- _Required work_
Exclude the pictures and reproduce the remaining data exactly as written.
+ + +
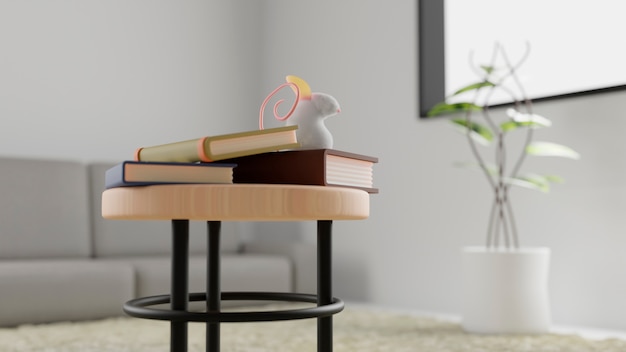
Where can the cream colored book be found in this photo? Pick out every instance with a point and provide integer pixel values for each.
(213, 148)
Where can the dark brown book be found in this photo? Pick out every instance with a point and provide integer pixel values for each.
(322, 167)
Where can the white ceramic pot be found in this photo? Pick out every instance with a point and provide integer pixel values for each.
(506, 291)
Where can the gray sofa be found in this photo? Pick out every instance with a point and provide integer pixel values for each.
(61, 261)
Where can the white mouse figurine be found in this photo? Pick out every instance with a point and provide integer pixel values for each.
(308, 113)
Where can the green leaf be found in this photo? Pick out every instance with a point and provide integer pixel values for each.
(509, 126)
(551, 149)
(473, 86)
(524, 119)
(445, 108)
(480, 133)
(534, 182)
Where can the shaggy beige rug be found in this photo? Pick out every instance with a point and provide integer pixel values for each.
(356, 329)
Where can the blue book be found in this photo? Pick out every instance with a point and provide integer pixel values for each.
(142, 173)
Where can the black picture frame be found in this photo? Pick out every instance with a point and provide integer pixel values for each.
(431, 60)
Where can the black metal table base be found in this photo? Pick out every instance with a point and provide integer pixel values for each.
(326, 305)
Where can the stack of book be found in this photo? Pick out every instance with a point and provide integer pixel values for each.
(260, 156)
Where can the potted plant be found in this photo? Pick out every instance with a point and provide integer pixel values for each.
(505, 284)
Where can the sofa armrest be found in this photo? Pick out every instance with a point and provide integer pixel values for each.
(302, 255)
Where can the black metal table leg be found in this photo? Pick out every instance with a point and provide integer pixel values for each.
(213, 291)
(324, 284)
(179, 283)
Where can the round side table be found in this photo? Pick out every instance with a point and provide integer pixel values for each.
(235, 202)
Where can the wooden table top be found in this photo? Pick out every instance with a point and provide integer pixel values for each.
(236, 202)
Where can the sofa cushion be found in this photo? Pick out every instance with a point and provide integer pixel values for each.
(239, 272)
(115, 238)
(39, 291)
(43, 209)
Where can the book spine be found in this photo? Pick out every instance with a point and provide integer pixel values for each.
(186, 151)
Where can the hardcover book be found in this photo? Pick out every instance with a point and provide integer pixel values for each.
(140, 173)
(219, 147)
(323, 167)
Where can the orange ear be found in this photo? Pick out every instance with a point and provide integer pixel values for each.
(305, 90)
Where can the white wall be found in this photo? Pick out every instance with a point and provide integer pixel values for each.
(407, 254)
(96, 79)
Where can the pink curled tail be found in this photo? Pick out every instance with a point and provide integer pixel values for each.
(276, 115)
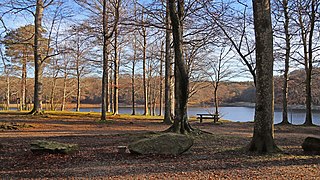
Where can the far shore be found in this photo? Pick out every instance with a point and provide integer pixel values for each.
(71, 106)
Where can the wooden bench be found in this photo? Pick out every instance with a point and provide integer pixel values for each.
(215, 117)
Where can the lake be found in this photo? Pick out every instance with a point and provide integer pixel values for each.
(236, 114)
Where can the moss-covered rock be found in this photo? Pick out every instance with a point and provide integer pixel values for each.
(165, 144)
(42, 146)
(311, 145)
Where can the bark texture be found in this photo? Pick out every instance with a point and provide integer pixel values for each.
(168, 70)
(286, 64)
(181, 123)
(37, 97)
(262, 140)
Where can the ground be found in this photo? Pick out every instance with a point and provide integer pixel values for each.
(218, 155)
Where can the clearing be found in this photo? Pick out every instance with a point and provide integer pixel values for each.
(216, 155)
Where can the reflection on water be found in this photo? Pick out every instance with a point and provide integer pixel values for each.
(241, 114)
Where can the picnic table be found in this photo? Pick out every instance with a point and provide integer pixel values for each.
(215, 117)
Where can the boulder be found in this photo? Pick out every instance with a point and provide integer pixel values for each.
(164, 144)
(41, 146)
(311, 145)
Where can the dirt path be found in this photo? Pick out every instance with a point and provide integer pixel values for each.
(213, 156)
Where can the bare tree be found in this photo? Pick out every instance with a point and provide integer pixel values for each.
(181, 123)
(168, 69)
(306, 16)
(262, 140)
+ + +
- _The result_
Where can the cream colored book be found in this photo? Pick out every instance with a point and provide integer pixel values for each.
(213, 148)
Where can the dark brown book be found in this photo? Pick out every instance with a point and provide integer pixel values for each.
(322, 167)
Where can the white ceramic pot be found in this photo? Pick out every instance with a point and provide integer pixel values for each.
(506, 291)
Where can the gray sofa be found in this photo? Pick out every instance with a point and provide integer pixel values for each.
(61, 261)
Where can the white mouse figurine be found in this photo? Pick out every instance with a point and provide integer pixel values for each.
(308, 113)
Where can the green leaf be found in this photo? Pick out every instance with a point and provide integer pixel values for each.
(509, 126)
(551, 149)
(473, 86)
(524, 119)
(445, 108)
(480, 133)
(534, 182)
Where can the shaggy beige rug be found in this photo? Pick out every instance with a point and provide integer pixel values for each.
(356, 329)
Where can the blue book be found in this photo? Pick out every instance with a point and provide integer pixel values for each.
(142, 173)
Where can the black picture frame be found in this photo? Pick out every instance with a point and provide integer pixel values for each.
(431, 60)
Where can the black metal table base be found in this photo? Pick out every instance with a point and provide integer pixel values for each.
(326, 305)
Where can the stack of book be found in this photo? Pick out every instance with a point and provide integer pixel values for each.
(260, 156)
Where can the potted plant be found in this photo? Pick out every instance with a point and provide integer pixel values for each.
(505, 284)
Where can the sofa armrest be found in this photo? Pick out every instance with a point and provide integer pixel values for each.
(302, 255)
Where can the black metal table leg be found in this photo? Pick out every instance with a point and provide integer pixel values for each.
(213, 291)
(324, 284)
(179, 283)
Where can the round side table be found in this photo? Pick out every instance with a point and provide integer pixel values for each.
(235, 202)
Where can the wooden table top be found in this photo? Pick out every instance with a point and provide integer pixel values for each.
(236, 202)
Where can the sofa cushion be found in this photo? Pick out every instance with a point and provide integer pixel values for each.
(239, 272)
(115, 238)
(39, 291)
(43, 209)
Where can the book spine be found in this photo? Pick out every instance with a point and provide integer pixel values for each.
(186, 151)
Where can the hardcover book be found in this photo? Pick out every instance with a point and provide integer pixel values for each.
(140, 173)
(219, 147)
(323, 167)
Where can the orange ear be found in this photo? Pick out every instance with a point and provide integer pixel values for each.
(305, 90)
Where can the white wall be found in this photo? Pick out every instance with a point and provide integer pixel values for each.
(407, 254)
(96, 79)
Where can the pink curled tail be found in this photo? Pick out every instance with a point and provide integer pixel values for each.
(276, 115)
Where can the far shore be found in this photo? Pick out every instance with a point and provide integer pixel values for each.
(71, 106)
Where can the wooden bench be found in this photo? Pick out every instance with a point and provide integer pixel values for each.
(215, 117)
Where can the lake be found in this photo? Pick out every instance with a point and provide integer pixel values for each.
(236, 114)
Where can the moss-covered rock be found in this photo? Pick out every instance with a point and provide integer pixel values for each.
(165, 144)
(42, 146)
(311, 145)
Where can the bark texture be found in this photo? Pick out every instance with a point and provide integer pixel values for each.
(168, 70)
(286, 64)
(181, 123)
(37, 97)
(262, 140)
Where can the ground be found in this photo? Pick out every instance with a point and provide integer pixel values for each.
(218, 155)
Where can the clearing be found in this photo? Pick out every instance with a point and provide integer pixel values for each.
(216, 155)
Where can the reflection on water be found in this photo? Pick out every instance with a point and provide integer pixel values for each.
(241, 114)
Where can the picnic table be found in this photo? Pick out every instance with a point and provide integer pixel values for each.
(215, 117)
Where can the boulder be found in this photo? Pick out every instance with a point and provide integer pixel values for each.
(164, 144)
(41, 146)
(311, 145)
Where can the dirt path be found in this photo? Pick out every instance with a point and provide integer pixel values for each.
(213, 156)
Where can the bare tree be found in this photo? Pick out every instance with a point and provide integer pixel values for each.
(181, 123)
(168, 69)
(306, 16)
(262, 140)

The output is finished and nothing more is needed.